To-do item: Count the lines in the data below that contain the string "rough", matching case exactly, and reply with only that number.

Supplied data:
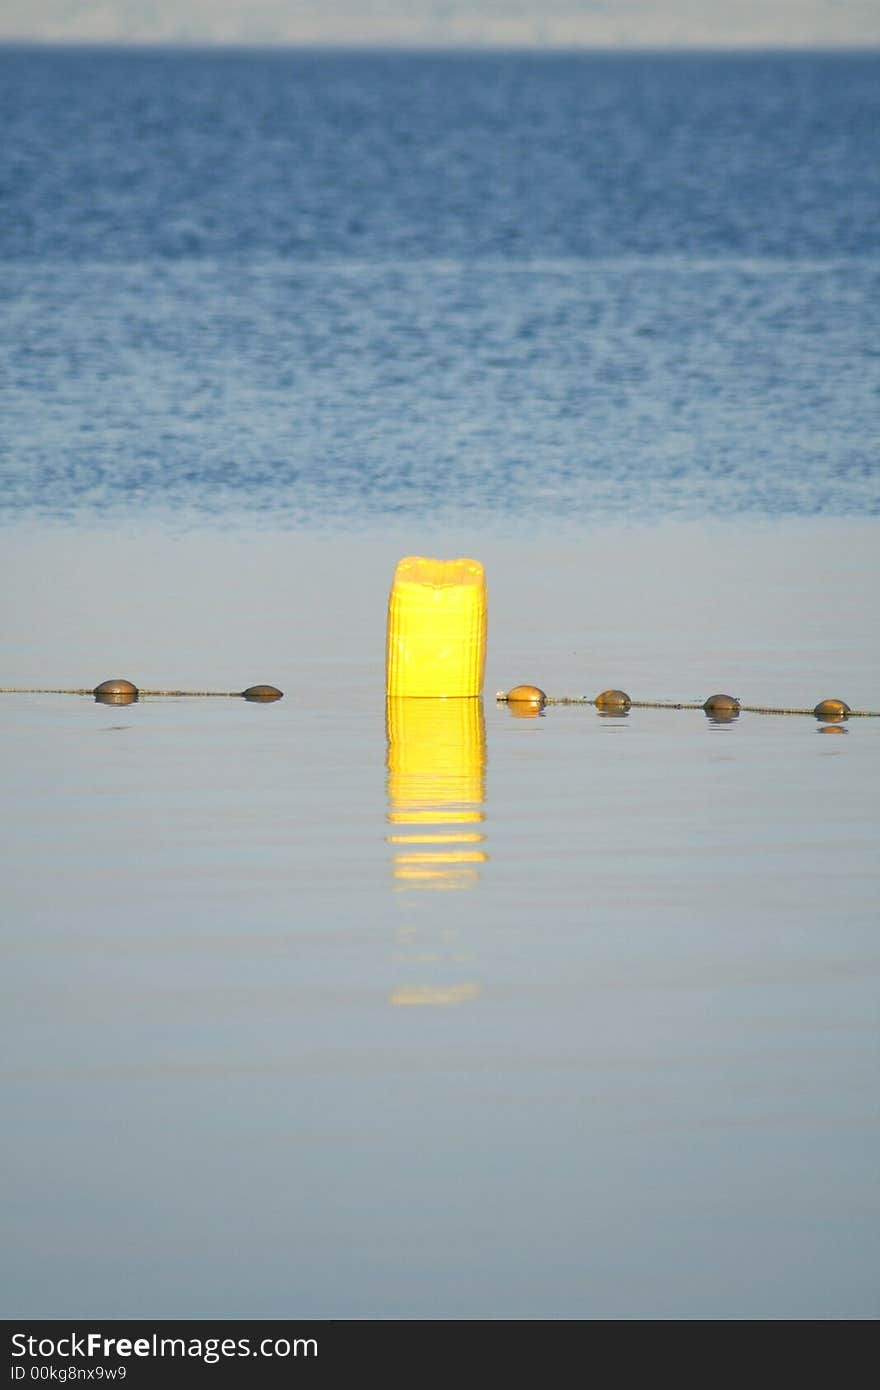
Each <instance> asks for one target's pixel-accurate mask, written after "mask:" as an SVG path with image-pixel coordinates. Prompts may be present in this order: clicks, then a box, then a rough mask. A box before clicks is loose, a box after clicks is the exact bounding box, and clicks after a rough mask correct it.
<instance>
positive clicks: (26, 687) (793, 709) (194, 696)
mask: <svg viewBox="0 0 880 1390" xmlns="http://www.w3.org/2000/svg"><path fill="white" fill-rule="evenodd" d="M136 694H138V698H140V696H143V695H147V696H152V698H164V696H178V698H184V696H185V698H186V699H195V698H199V699H241V698H242V695H245V694H246V692H245V691H147V689H138V692H136ZM0 695H92V696H93V695H95V687H90V688H88V689H86V688H83V687H76V688H71V687H65V688H60V687H54V685H39V687H32V685H0ZM495 701H496V703H499V705H506V703H507V696H506V695H505V694H503V692H499V694H498V695H496V696H495ZM544 703H545V705H592V706H596V701H595V699H589V696H588V695H548V696H546V698H545V701H544ZM626 708H627V709H705V705H703V703H699V702H695V701H659V699H634V701H630V703H628V706H626ZM621 709H623V706H620V709H619V710H617V712H620V710H621ZM613 712H614V710H613V709H612V713H613ZM737 713H742V714H815V713H816V710H815V708H813V709H806V708H802V706H795V705H792V706H779V705H740V706H738V710H737ZM845 717H847V719H880V710H877V709H851V710H847V714H845Z"/></svg>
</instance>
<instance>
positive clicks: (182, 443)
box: [0, 49, 880, 530]
mask: <svg viewBox="0 0 880 1390" xmlns="http://www.w3.org/2000/svg"><path fill="white" fill-rule="evenodd" d="M0 74H1V76H0V124H1V126H3V129H4V142H3V154H1V156H0V161H1V163H0V170H1V174H0V189H1V204H0V293H1V296H3V317H1V320H0V381H1V382H3V384H4V385H3V400H1V406H3V427H1V434H0V449H1V452H0V468H1V474H0V475H1V480H3V493H1V506H3V514H4V517H6V518H7V520H13V521H14V520H17V518H21V517H24V516H29V517H67V518H79V520H82V518H85V517H89V516H90V517H115V516H120V514H125V513H132V512H133V513H138V514H142V513H145V512H147V510H149V512H157V513H160V514H163V513H164V514H167V513H174V514H175V516H177V517H181V516H189V517H192V518H195V520H202V521H204V520H210V521H211V523H214V521H217V520H221V521H225V520H231V518H235V517H239V518H241V517H245V518H247V520H249V521H250V523H253V521H257V520H260V521H263V520H267V518H268V520H270V521H279V523H281V524H285V525H288V524H293V525H316V524H329V525H332V527H339V525H342V527H367V528H368V530H374V528H375V527H377V525H378V524H381V523H382V521H385V520H388V518H403V520H407V518H413V520H417V518H425V517H431V518H432V520H437V518H438V517H442V518H446V520H450V521H452V520H455V518H462V517H466V518H470V520H474V521H478V523H481V524H484V525H498V527H502V528H510V527H516V525H517V524H519V525H528V527H535V525H539V524H541V523H545V521H546V523H549V524H551V525H552V524H556V523H557V521H559V520H560V518H563V517H564V518H567V520H573V521H576V523H580V521H591V520H595V518H606V517H641V518H649V520H656V518H660V517H669V516H673V517H701V516H706V514H713V516H730V514H734V516H738V514H751V516H795V514H799V516H816V514H841V516H845V514H852V513H861V514H865V513H876V512H877V510H879V509H880V488H879V464H877V420H879V413H880V411H879V407H880V352H879V350H877V343H879V342H880V161H879V160H877V157H876V152H877V145H876V140H877V129H879V128H880V82H879V81H877V78H879V76H880V57H879V56H876V54H867V56H861V57H859V56H797V54H795V56H788V57H780V56H765V57H762V56H758V57H699V56H688V57H684V56H678V57H676V56H667V57H656V56H655V57H649V56H635V57H631V56H627V57H623V56H621V57H566V56H556V57H553V56H525V54H517V56H512V54H510V56H502V54H496V56H455V57H453V56H409V54H407V56H382V54H361V56H352V54H346V56H338V54H336V56H332V54H320V53H316V54H303V53H275V54H272V53H211V54H209V53H175V51H147V53H136V51H99V50H95V51H90V50H75V51H72V50H68V51H65V50H43V49H32V50H11V49H7V50H3V51H1V53H0Z"/></svg>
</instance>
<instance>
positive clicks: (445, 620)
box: [385, 555, 488, 698]
mask: <svg viewBox="0 0 880 1390" xmlns="http://www.w3.org/2000/svg"><path fill="white" fill-rule="evenodd" d="M487 613H488V605H487V587H485V573H484V569H482V566H481V564H480V562H478V560H431V559H425V557H424V556H418V555H409V556H406V557H405V559H403V560H400V562H399V564H398V569H396V570H395V577H393V584H392V587H391V596H389V599H388V637H386V644H385V689H386V694H388V695H389V696H393V698H396V696H405V695H406V696H412V695H418V696H425V698H437V696H475V695H481V694H482V673H484V669H485V634H487Z"/></svg>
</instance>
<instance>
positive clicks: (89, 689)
mask: <svg viewBox="0 0 880 1390" xmlns="http://www.w3.org/2000/svg"><path fill="white" fill-rule="evenodd" d="M0 695H95V687H92V688H90V689H54V688H50V687H40V688H32V687H25V685H0ZM142 695H203V696H204V695H207V696H215V698H217V699H228V698H232V699H241V698H242V695H243V691H143V689H140V688H138V698H140V696H142Z"/></svg>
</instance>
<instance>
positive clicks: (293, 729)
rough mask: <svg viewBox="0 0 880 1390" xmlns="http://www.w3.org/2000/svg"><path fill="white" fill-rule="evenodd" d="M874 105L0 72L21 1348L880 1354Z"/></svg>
mask: <svg viewBox="0 0 880 1390" xmlns="http://www.w3.org/2000/svg"><path fill="white" fill-rule="evenodd" d="M877 63H879V60H877V57H876V56H870V54H869V56H863V57H854V56H851V57H847V56H840V57H822V56H813V57H809V56H792V57H790V58H781V57H760V56H758V57H753V58H726V60H722V58H708V57H702V58H701V57H687V58H684V57H680V58H676V57H669V58H652V57H631V58H626V60H624V58H620V60H609V58H587V57H584V58H549V57H548V58H530V57H528V56H500V54H499V56H481V57H478V58H477V57H457V58H453V57H427V56H421V57H418V56H413V57H406V58H405V57H382V56H378V54H373V56H361V57H353V56H346V57H343V56H335V57H334V56H329V54H323V56H321V54H313V56H307V54H274V56H271V54H214V56H210V54H197V53H186V54H184V53H178V54H172V53H164V54H161V53H140V54H136V53H128V54H122V53H115V54H114V53H100V54H99V53H89V51H86V50H81V51H76V53H65V51H63V50H57V51H53V50H28V51H25V50H19V51H15V50H8V49H7V50H3V51H0V72H1V76H3V81H1V82H0V118H1V120H3V125H4V142H3V153H1V154H0V160H1V164H0V299H1V313H0V398H1V399H0V406H1V414H0V421H1V424H0V520H1V525H3V530H1V534H0V541H1V543H0V592H3V595H4V600H3V603H1V605H0V652H1V653H3V670H1V671H0V684H1V685H4V687H8V685H26V687H58V685H61V687H89V688H90V687H93V685H95V684H96V682H97V681H100V680H103V678H106V677H111V676H125V677H128V678H131V680H133V681H135V682H138V684H139V685H142V687H158V688H195V689H220V691H234V689H242V688H245V687H246V685H250V684H253V682H256V681H270V682H272V684H277V685H278V687H281V688H282V689H284V691H285V696H284V699H282V701H279V702H277V703H272V705H263V706H261V705H250V703H246V702H243V701H231V699H182V698H181V699H143V701H140V702H139V703H136V705H132V706H101V705H96V703H95V702H93V701H90V699H88V698H74V696H63V695H32V696H19V695H0V758H1V759H3V769H4V778H3V781H4V792H6V795H4V796H3V798H1V799H0V821H1V824H0V862H1V865H3V870H1V872H3V884H4V908H6V910H4V915H3V927H1V929H0V949H1V952H3V973H1V983H0V991H1V995H3V999H1V1008H3V1017H4V1020H6V1041H4V1054H3V1063H1V1081H3V1095H4V1099H3V1106H4V1120H6V1134H7V1144H6V1152H7V1183H6V1194H7V1213H6V1238H4V1261H3V1305H4V1308H6V1309H7V1314H8V1316H31V1318H35V1316H36V1318H39V1316H43V1318H49V1316H70V1318H86V1316H89V1318H92V1316H103V1318H113V1316H117V1318H124V1316H149V1318H161V1316H170V1318H175V1316H177V1318H186V1316H200V1315H203V1316H214V1318H236V1316H238V1318H247V1316H267V1318H271V1316H279V1318H284V1316H318V1318H395V1316H403V1318H409V1316H427V1318H443V1319H446V1318H459V1316H462V1318H475V1316H485V1318H627V1319H628V1318H683V1319H684V1318H810V1319H815V1318H874V1316H876V1315H877V1312H879V1307H877V1293H876V1291H877V1287H879V1276H880V1269H879V1261H877V1250H879V1248H880V1247H879V1240H877V1236H879V1232H877V1225H879V1220H877V1218H879V1202H877V1166H879V1156H880V1155H879V1144H877V1125H876V1090H877V1062H879V1056H877V1054H879V1048H877V998H879V988H877V984H879V966H880V955H879V951H877V855H876V845H877V785H880V720H851V721H849V723H848V724H841V726H831V727H824V726H820V724H819V723H817V721H816V720H815V719H813V717H810V716H791V717H785V719H781V717H772V716H756V714H742V716H741V717H740V719H738V720H735V721H733V723H730V724H717V723H712V721H709V720H708V719H706V717H705V714H703V713H702V712H699V710H691V712H688V710H681V712H667V710H648V709H645V710H633V712H631V713H630V714H628V716H627V717H626V719H603V717H599V716H598V714H596V712H595V710H594V709H591V708H552V709H548V710H546V713H545V716H542V717H539V719H534V720H525V719H514V717H512V714H510V712H509V710H507V709H506V708H505V706H500V705H496V702H495V699H494V694H495V691H498V689H506V688H509V687H510V685H513V684H516V682H519V681H534V682H537V684H539V685H542V687H544V688H545V689H548V691H549V692H551V694H556V695H564V694H569V695H578V694H581V695H584V694H585V695H591V696H592V695H595V694H596V692H598V691H601V689H603V688H606V687H610V685H614V687H623V688H624V689H627V691H628V692H630V694H631V695H633V696H634V698H637V699H667V701H696V702H699V701H702V699H705V698H706V696H708V695H709V694H713V692H716V691H726V692H730V694H733V695H737V696H740V699H742V701H744V702H747V703H756V705H763V703H772V705H794V706H806V708H812V706H813V705H815V703H816V701H819V699H820V698H823V696H829V695H838V696H841V698H844V699H847V701H848V702H849V703H851V705H852V706H854V708H861V709H880V652H879V649H877V641H876V612H877V607H879V603H880V592H879V591H880V566H879V562H877V556H879V555H880V545H879V535H877V510H879V496H880V489H879V488H877V477H879V473H877V403H879V391H880V356H877V349H876V343H877V341H880V322H879V321H877V306H879V304H880V296H879V295H877V289H879V288H880V285H879V277H880V242H879V234H877V228H880V174H879V165H877V160H876V131H877V121H879V118H880V113H879V110H877V93H879V92H880V83H877V81H876V79H877ZM406 553H427V555H439V556H455V555H473V556H475V557H477V559H480V560H482V562H484V563H485V566H487V573H488V580H489V591H491V599H489V606H491V619H489V652H488V663H487V687H485V689H487V694H485V698H484V701H482V702H473V703H468V705H467V708H460V706H457V705H456V706H453V705H452V703H450V702H446V703H442V705H437V706H435V705H434V703H432V702H417V705H418V708H414V709H391V710H386V708H385V698H384V669H382V666H384V628H385V603H386V596H388V588H389V584H391V577H392V573H393V567H395V563H396V560H398V559H399V557H400V556H403V555H406Z"/></svg>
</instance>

Solution: 2